Exercise prompt
Exact reproduction, images excluded: write out the records below.

(Extracted records)
┄┄┄┄┄┄┄┄┄┄┄┄┄┄┄┄┄┄┄┄
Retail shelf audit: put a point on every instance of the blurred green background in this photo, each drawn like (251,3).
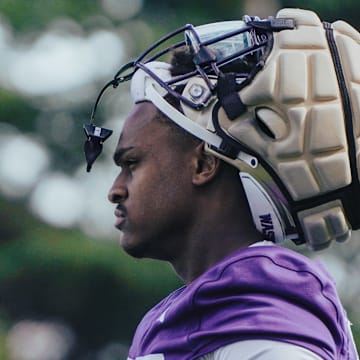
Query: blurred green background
(67,291)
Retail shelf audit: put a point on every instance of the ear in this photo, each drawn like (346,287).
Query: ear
(205,167)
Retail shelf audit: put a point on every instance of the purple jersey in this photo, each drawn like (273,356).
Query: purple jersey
(262,292)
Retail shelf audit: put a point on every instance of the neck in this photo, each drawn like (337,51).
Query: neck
(218,231)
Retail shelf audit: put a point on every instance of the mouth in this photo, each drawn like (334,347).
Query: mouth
(120,216)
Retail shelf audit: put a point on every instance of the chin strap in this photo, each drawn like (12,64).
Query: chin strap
(266,216)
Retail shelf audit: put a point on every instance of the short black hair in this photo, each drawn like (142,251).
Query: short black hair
(181,63)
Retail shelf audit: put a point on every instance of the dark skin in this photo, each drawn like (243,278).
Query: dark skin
(176,203)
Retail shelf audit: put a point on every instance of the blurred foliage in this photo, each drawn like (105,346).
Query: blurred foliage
(34,15)
(47,273)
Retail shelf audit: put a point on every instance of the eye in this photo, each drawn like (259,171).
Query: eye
(130,163)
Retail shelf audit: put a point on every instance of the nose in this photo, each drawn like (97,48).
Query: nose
(118,191)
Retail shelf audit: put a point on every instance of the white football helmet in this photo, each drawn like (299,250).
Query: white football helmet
(279,99)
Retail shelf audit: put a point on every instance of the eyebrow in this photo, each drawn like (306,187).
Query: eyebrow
(119,153)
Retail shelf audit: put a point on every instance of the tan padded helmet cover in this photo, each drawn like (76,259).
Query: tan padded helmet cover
(296,96)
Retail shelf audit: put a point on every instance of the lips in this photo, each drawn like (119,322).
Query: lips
(120,215)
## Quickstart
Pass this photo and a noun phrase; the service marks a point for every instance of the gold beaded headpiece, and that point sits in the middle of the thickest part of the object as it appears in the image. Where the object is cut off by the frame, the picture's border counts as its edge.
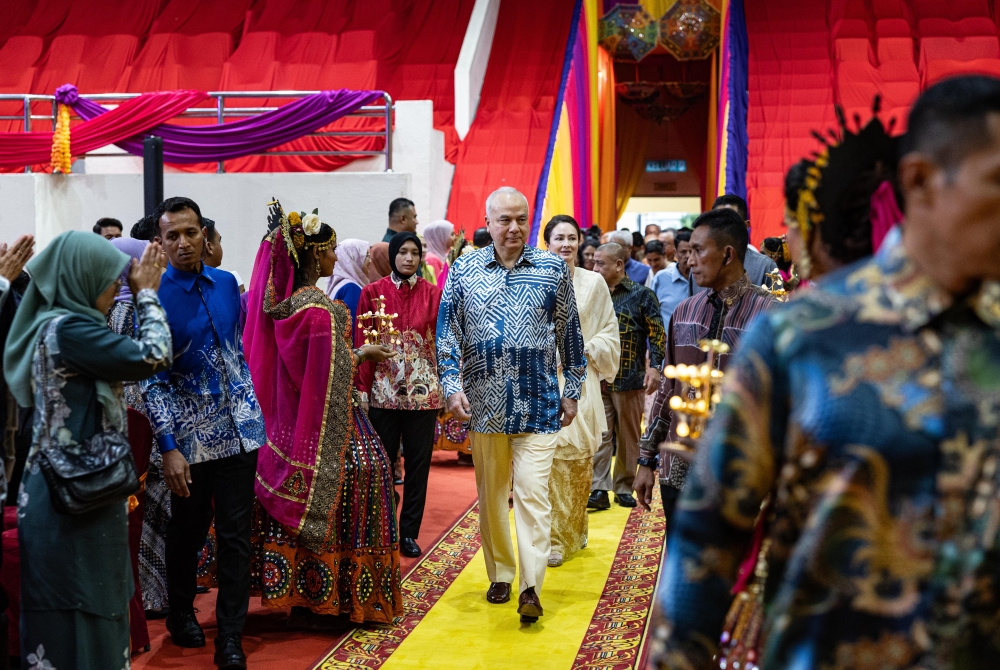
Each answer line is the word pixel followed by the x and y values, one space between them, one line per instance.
pixel 296 226
pixel 835 169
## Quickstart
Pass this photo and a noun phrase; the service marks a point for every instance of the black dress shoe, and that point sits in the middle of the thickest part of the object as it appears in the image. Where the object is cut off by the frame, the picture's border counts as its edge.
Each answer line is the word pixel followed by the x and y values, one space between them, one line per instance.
pixel 161 613
pixel 229 652
pixel 408 547
pixel 529 606
pixel 625 499
pixel 184 630
pixel 598 500
pixel 498 593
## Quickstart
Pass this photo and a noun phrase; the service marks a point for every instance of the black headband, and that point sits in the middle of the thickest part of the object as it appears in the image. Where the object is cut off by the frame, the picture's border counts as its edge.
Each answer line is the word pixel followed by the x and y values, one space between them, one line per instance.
┄┄┄┄┄┄┄┄┄┄┄┄┄┄┄┄┄┄┄┄
Reply
Retail shelf audit: put a point on every instance of the blurred green background in this photo, each drawn like (251,3).
Query: blurred green background
(67,291)
Retail shelf audit: put a point on every instance of the ear in this photo, each drawn like (346,287).
Query: ear
(205,167)
Retail shelf audit: put a point on every instance of the purple jersey in this photo, each drawn like (273,356).
Query: purple jersey
(262,292)
Retail shelf audit: put a point on every instance of the neck in this photo, each drawn like (337,51).
Query: neck
(218,231)
Retail shelf audit: put a point on every instance of the mouth in this photo, each drawn like (334,347).
Query: mouth
(120,216)
Retail shelf audit: put a point on every instance of the chin strap in this photo, each drawn like (12,64).
Query: chin strap
(266,216)
Retail shelf audit: put a point on every instance of the short black hair in this photo, each drawn like (142,251).
Query: short black hair
(181,63)
Retail shelf audit: put a point on every instance of the dark skin in this photo, each drawn like (243,278).
Query: dark skin
(176,203)
Retail shelf audit: put a point on every instance of the blurred foliage in this photo, each drawn like (105,346).
Query: blurred foliage
(34,15)
(47,273)
Retail shelf audit: put a point on every instance of the eye in this photo, each drawn like (259,171).
Query: eye
(130,163)
Retail shelf audit: put a point on every instance of the nose in this photo, each drawn like (97,48).
Query: nose
(118,191)
Retail shelf audit: put a point on every instance of the white football helmet in this photo, each drawn like (299,250).
Query: white football helmet
(279,99)
Retail shelf audit: put a point on every instance of the eyebrow in this photo, each drawn like (306,187).
Query: eyebrow
(119,153)
Retail shelf audit: put a point on every instance of the tan padded helmet cover in this photo, each drawn like (76,259).
Query: tan padded helmet cover
(296,96)
Retail shelf audit: put a point on every instance of the lips in this photo, each drawn like (119,322).
Query: lips
(120,215)
## Quickstart
Pass this photo and a noun phrase; the service marks a point for every instance of the gold beaded headpiece, and that point sits in the middle of the thickest part of the object as it appears in the image. Where the object is cut off by the frame, the picture's border counts as its edge.
Each answer line is the word pixel followed by the x and y values, one space between them, one line per instance.
pixel 296 226
pixel 835 169
## Quickstart
Pass this photo and a noun phrase; the service marks a point for every instance of the black dress shoe, and that point sits in the middle of the thickest part of the object as it appears in the image. Where the object is cut off by the frame, the picture's border counts as its edge.
Each answer line is the word pixel followed by the x and y values, one space between them, one line per instance.
pixel 161 613
pixel 229 652
pixel 408 547
pixel 529 606
pixel 625 499
pixel 184 630
pixel 598 500
pixel 498 593
## Quickstart
Pass this photo and a noun phrase; the service marks a point for every instance of the black headband, and that point sits in the middle of the thickest part of the object as it appears in the image. Where the object is cut off by the frame, the picture's border counts as its edge.
Each answer line is the word pixel followed by the x and y values, one space between them, one line per instance.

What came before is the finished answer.